分割标注条目>
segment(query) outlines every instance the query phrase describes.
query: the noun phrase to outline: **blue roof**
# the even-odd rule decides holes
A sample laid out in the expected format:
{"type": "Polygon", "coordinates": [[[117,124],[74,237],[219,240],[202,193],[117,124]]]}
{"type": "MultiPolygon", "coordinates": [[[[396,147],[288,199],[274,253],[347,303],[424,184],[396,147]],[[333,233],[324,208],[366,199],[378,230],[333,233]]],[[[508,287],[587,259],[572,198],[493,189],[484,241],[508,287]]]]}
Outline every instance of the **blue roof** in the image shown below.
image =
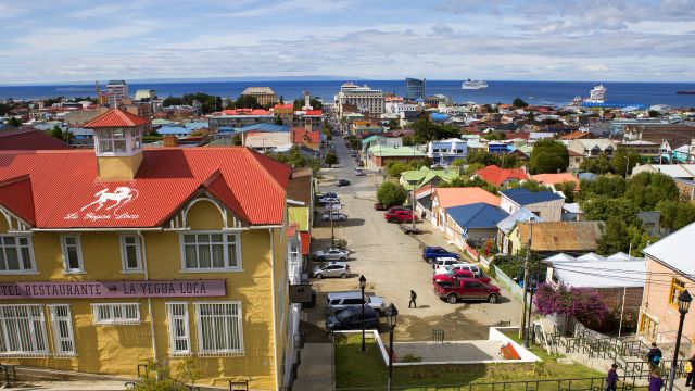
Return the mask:
{"type": "Polygon", "coordinates": [[[552,191],[529,191],[525,188],[508,189],[500,192],[519,205],[560,200],[561,197],[552,191]]]}
{"type": "Polygon", "coordinates": [[[509,215],[501,207],[484,202],[446,207],[445,211],[464,229],[497,228],[497,223],[509,215]]]}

任务说明> 把上面的材料从头到尾原样照抄一遍，图片不要抄进答案里。

最终结果>
segment(query) outlines every instance the query phrase describes.
query: the noun phrase to outline: **blue roof**
# the even-odd rule decides holes
A sample laid out in the expected format:
{"type": "Polygon", "coordinates": [[[117,124],[74,237],[219,240],[202,193],[117,124]]]}
{"type": "MultiPolygon", "coordinates": [[[[396,147],[288,199],[274,253],[347,303],[424,184],[396,147]],[[333,233],[324,208],[366,199],[378,230],[333,233]]],[[[508,287],[587,259],[572,198],[493,189],[484,241],[508,287]]]]}
Outline every instance of the **blue roof** in the image shown below.
image =
Return the mask:
{"type": "Polygon", "coordinates": [[[552,191],[529,191],[525,188],[508,189],[500,192],[519,205],[560,200],[561,197],[552,191]]]}
{"type": "Polygon", "coordinates": [[[509,215],[501,207],[484,202],[446,207],[445,211],[464,229],[497,228],[497,223],[509,215]]]}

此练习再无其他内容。